WHAT NEEDS TO BE DONE:
Can you count the lines in the material below that contain the word "building"? Reply with the number only.

SUPPLIED DATA:

>> Start

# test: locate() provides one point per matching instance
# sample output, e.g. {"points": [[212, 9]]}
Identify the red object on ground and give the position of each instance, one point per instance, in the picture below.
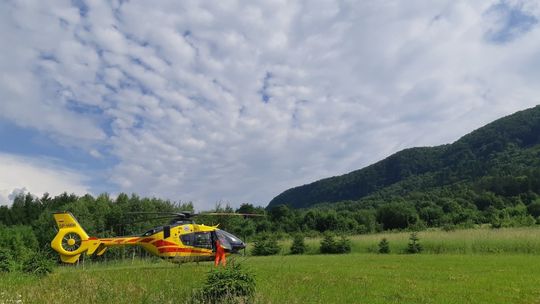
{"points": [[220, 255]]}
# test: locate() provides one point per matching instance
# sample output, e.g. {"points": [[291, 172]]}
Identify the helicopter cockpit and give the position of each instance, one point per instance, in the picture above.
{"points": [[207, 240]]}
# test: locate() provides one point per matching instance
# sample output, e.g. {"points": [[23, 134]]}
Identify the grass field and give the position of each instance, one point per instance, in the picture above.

>> End
>> Start

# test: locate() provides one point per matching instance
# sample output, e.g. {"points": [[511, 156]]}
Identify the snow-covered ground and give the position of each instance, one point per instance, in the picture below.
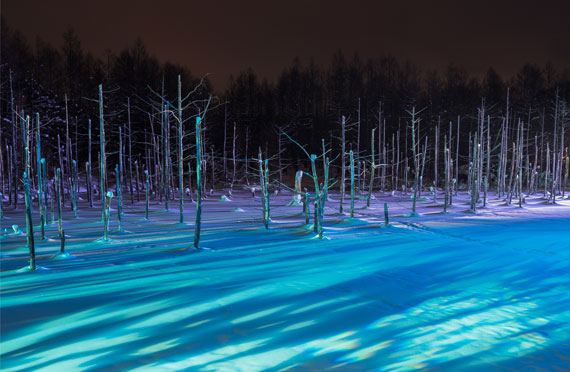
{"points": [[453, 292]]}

>> End
>> Start

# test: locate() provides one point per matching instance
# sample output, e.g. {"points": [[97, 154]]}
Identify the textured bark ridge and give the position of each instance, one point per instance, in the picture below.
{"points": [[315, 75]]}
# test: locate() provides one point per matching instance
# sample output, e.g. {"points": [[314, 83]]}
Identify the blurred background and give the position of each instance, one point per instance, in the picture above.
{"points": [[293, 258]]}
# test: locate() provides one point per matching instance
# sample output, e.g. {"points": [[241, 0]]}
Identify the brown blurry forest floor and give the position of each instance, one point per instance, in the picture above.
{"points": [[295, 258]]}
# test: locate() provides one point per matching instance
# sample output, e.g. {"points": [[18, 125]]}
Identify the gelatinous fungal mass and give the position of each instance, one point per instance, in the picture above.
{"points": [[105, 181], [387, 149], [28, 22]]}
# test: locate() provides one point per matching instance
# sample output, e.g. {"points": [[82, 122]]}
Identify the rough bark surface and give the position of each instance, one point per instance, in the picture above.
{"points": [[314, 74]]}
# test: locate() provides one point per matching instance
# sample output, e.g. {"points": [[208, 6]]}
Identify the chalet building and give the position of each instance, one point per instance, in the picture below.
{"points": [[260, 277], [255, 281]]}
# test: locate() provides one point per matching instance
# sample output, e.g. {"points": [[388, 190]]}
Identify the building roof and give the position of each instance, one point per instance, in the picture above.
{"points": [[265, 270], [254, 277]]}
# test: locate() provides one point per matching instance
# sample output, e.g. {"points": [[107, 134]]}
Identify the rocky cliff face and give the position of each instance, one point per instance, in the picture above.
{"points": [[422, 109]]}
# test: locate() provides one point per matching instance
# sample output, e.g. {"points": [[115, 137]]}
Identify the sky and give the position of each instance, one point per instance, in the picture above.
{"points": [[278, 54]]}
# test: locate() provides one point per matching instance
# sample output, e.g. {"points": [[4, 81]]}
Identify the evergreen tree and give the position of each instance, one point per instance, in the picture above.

>> End

THE OUTPUT:
2